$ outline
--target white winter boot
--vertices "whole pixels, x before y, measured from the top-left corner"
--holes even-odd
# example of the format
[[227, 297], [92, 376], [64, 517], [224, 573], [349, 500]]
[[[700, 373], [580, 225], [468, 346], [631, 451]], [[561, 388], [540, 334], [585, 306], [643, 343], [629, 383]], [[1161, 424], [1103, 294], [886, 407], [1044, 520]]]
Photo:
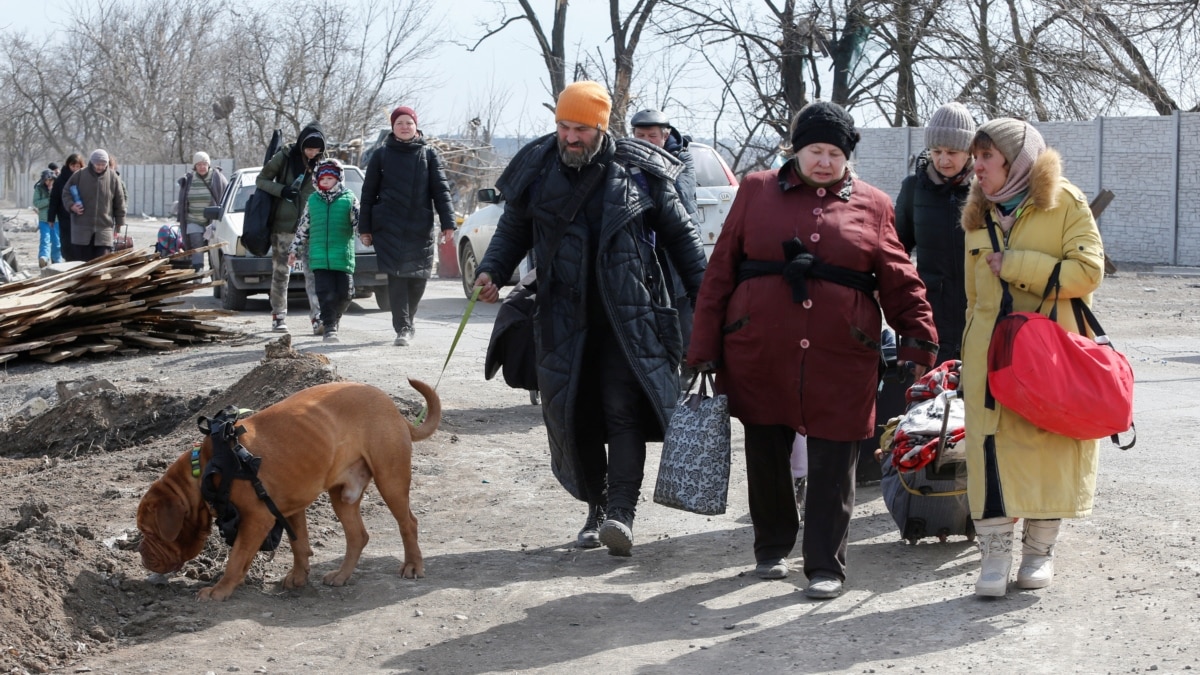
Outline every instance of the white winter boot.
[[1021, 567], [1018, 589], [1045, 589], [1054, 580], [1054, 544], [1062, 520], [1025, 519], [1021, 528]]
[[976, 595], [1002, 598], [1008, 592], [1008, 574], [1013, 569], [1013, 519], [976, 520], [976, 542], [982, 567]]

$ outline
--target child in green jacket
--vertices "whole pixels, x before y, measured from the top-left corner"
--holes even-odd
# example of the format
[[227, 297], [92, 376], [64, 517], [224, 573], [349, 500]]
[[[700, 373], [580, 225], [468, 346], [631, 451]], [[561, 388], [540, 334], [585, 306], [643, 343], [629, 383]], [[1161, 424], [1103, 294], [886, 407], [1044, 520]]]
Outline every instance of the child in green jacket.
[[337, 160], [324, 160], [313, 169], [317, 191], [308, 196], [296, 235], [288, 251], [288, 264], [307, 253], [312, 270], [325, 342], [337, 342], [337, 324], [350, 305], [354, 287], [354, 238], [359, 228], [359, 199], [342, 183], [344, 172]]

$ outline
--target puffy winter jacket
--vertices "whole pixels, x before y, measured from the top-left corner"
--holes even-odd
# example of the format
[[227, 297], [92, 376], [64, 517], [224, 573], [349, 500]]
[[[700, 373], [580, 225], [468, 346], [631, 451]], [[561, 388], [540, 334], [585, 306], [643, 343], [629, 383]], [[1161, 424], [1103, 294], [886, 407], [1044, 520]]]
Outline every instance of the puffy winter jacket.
# # # # # # #
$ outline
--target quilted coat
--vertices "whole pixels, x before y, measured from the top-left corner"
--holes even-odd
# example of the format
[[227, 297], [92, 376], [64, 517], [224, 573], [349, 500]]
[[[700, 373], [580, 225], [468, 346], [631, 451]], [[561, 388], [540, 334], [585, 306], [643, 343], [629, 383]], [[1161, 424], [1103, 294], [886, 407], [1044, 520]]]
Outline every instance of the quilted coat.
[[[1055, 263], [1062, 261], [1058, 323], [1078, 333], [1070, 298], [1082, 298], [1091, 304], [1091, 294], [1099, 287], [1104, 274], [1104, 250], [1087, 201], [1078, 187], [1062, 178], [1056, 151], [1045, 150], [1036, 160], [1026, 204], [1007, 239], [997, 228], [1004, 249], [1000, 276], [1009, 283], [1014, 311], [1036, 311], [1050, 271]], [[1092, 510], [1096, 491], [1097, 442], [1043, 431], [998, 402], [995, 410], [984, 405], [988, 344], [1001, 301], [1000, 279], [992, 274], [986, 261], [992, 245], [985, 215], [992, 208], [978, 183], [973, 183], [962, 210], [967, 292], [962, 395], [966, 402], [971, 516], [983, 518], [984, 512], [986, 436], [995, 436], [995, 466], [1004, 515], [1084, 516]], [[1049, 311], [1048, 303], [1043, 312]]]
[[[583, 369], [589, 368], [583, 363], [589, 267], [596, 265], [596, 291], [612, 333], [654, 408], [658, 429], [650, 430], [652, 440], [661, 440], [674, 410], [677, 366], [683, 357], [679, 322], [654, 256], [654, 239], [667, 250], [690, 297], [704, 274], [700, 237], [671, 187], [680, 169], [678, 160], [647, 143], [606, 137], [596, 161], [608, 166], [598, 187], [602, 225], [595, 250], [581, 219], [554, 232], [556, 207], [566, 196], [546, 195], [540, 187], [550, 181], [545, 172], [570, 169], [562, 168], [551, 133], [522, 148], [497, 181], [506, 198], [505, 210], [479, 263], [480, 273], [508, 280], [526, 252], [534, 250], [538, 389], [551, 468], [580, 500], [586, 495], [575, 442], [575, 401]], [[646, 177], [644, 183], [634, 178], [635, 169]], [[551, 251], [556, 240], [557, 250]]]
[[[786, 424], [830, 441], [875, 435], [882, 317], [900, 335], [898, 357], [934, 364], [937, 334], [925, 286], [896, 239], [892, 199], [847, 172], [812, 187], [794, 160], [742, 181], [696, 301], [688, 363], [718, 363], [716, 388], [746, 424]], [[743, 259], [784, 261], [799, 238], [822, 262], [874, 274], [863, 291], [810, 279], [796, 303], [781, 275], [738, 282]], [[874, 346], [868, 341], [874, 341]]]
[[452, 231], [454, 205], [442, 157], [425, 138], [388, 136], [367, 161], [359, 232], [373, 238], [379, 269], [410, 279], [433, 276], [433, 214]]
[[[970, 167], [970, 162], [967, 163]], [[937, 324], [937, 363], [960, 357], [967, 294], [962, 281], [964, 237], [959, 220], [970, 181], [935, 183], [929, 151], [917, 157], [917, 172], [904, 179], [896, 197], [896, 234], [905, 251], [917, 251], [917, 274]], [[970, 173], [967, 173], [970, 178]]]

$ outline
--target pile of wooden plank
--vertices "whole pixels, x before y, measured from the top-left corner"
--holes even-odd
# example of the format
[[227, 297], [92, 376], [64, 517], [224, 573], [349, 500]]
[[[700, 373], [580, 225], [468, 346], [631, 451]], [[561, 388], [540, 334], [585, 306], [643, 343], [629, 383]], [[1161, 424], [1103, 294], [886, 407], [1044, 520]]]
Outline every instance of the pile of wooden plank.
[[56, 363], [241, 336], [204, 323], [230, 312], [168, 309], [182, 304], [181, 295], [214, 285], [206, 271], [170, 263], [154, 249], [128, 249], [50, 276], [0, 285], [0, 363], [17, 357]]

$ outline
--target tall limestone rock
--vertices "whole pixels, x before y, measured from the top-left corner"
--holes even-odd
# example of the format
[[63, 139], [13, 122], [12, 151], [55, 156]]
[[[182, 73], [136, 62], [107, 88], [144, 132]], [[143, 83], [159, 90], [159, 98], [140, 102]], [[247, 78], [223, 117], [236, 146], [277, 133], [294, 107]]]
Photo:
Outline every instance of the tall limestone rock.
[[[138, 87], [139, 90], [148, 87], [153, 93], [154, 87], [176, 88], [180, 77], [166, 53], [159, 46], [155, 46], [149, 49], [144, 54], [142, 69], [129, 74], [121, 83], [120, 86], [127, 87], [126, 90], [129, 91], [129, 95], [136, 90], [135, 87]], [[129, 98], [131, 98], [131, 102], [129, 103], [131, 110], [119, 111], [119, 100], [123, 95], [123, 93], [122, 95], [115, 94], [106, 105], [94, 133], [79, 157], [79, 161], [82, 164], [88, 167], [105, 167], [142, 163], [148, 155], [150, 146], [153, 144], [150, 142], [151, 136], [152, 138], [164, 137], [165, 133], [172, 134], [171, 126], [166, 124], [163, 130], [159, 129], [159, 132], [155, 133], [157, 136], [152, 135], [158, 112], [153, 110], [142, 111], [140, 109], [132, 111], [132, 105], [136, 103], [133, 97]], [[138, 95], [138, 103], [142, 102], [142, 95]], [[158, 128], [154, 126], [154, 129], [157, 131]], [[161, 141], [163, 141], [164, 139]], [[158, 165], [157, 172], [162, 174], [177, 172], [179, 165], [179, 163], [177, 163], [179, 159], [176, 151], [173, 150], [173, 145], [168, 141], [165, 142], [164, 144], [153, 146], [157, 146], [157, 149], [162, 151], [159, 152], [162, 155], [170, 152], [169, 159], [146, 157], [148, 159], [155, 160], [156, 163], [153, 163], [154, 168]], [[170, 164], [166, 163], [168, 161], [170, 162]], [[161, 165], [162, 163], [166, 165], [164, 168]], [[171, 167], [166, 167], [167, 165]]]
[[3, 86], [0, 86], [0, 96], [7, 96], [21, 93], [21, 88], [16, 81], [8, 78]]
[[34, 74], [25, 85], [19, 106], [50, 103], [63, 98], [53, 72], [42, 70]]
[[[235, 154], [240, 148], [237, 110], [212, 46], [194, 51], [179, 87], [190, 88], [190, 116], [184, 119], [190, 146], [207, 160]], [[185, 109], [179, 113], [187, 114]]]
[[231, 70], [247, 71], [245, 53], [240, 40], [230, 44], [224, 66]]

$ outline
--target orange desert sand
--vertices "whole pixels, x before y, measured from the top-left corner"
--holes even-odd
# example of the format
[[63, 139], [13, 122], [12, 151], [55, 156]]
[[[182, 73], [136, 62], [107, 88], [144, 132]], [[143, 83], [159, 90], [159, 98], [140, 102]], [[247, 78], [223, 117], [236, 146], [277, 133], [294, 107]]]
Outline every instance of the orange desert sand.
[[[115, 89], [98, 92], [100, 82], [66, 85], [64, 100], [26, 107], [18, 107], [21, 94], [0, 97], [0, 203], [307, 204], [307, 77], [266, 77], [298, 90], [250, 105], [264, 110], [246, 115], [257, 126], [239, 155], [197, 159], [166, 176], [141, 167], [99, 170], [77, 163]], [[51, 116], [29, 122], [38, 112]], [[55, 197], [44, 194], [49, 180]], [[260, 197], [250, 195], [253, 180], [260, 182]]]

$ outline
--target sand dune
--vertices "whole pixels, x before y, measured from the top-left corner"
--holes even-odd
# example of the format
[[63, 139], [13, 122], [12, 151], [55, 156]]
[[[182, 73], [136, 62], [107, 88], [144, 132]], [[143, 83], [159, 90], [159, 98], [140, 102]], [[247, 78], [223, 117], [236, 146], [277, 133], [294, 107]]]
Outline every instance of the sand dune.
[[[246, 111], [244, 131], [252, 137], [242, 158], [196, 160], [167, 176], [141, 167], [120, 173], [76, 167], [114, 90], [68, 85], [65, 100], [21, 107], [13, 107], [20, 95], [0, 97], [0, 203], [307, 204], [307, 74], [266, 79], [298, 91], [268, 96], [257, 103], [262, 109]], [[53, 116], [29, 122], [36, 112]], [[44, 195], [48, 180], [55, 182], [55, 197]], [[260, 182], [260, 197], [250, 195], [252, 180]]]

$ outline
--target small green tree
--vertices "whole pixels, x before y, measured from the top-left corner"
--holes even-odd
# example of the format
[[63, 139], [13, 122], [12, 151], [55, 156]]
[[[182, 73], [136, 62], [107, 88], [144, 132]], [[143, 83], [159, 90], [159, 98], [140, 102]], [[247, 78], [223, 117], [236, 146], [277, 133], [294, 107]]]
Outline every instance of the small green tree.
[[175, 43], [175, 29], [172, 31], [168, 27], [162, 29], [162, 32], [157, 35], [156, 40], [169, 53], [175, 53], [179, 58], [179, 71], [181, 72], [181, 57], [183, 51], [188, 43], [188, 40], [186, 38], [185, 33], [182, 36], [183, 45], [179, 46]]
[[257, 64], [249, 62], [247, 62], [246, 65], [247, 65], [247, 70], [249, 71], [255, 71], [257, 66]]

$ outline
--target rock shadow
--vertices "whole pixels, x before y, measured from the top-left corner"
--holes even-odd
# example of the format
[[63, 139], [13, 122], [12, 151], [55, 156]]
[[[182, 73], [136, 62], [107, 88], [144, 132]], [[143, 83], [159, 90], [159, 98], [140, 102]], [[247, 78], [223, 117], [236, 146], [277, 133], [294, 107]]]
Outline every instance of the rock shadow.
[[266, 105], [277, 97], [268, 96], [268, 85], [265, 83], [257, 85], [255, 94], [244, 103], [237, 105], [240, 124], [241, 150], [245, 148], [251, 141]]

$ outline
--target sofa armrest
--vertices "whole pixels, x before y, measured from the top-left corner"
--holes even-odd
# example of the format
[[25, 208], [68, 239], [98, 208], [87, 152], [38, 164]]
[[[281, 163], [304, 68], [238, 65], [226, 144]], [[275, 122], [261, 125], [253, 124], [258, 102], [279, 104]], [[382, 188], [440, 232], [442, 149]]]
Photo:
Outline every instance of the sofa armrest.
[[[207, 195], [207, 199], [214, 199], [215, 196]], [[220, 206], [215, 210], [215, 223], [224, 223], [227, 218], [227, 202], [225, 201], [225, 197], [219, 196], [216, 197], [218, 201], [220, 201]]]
# # # # # # #
Problem to solve: Identify each line of the material above that contains the word "sand", and copy those lines out. Treat uppercase and lowercase as different.

The result:
--target orange desert sand
Outline every instance of the orange desert sand.
--target sand dune
Outline every instance of the sand dune.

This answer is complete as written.